◆ Passage shown:

--------------------------------

Over the year, DIH delivered workshops in secondary schools, creating space for students to talk about empathy, bystander intervention, LGBTQIA+ identities, media representation, and respectful communication. These sessions helped young people explore the different forms bullying can take and what they can do when they witness it. To support educators, DIH produced a practical pamphlet for teachers and school staff, offering clear guidance on how to identify bullying, respond to incidents, and create more welcoming classroom environments.

To broaden the project’s reach, the organisation also organised a national conference where educators, youth workers, and other stakeholders shared experiences and good practices. Alongside this, DIH ran a social media campaign amplifying young people’s voices and promoting messages of acceptance and solidarity. Together, these activities increased awareness of LGBTQIA+ bullying, strengthened the skills of teachers and youth workers, and equipped students with concrete tools to stand up for their peers. The resources developed continue to support schools and communities in working towards safer, more inclusive environments for all students in Slovenia.

--------------------------------

◆ Data to examine:
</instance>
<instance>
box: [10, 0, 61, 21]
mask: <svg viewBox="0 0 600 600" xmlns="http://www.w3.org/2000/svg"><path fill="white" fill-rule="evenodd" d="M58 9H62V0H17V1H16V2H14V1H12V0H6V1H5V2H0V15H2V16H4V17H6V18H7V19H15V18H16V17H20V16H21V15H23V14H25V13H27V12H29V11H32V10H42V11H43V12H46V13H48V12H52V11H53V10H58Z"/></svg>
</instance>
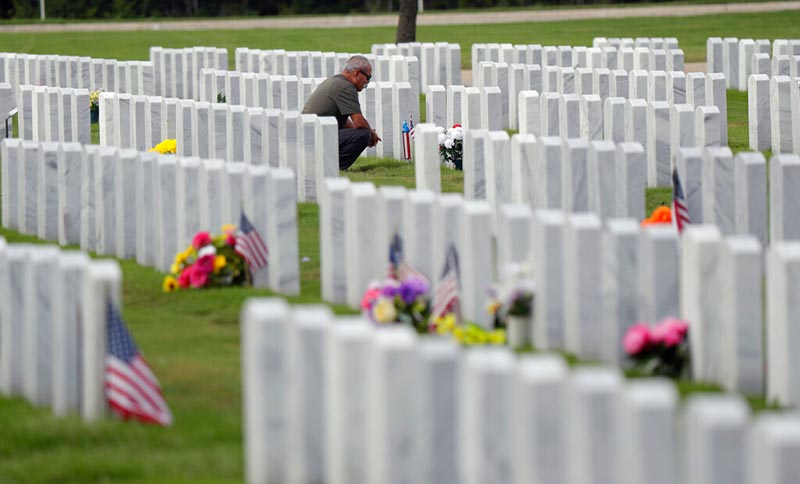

--------------------------------

◆ Work instruction: Rewrite the passage on DIH's anti-bullying work from "To broaden the" to "students in Slovenia.", putting "regional conference" in place of "national conference". You won't need the lines for this.

◆ Solution for this problem:
To broaden the project’s reach, the organisation also organised a regional conference where educators, youth workers, and other stakeholders shared experiences and good practices. Alongside this, DIH ran a social media campaign amplifying young people’s voices and promoting messages of acceptance and solidarity. Together, these activities increased awareness of LGBTQIA+ bullying, strengthened the skills of teachers and youth workers, and equipped students with concrete tools to stand up for their peers. The resources developed continue to support schools and communities in working towards safer, more inclusive environments for all students in Slovenia.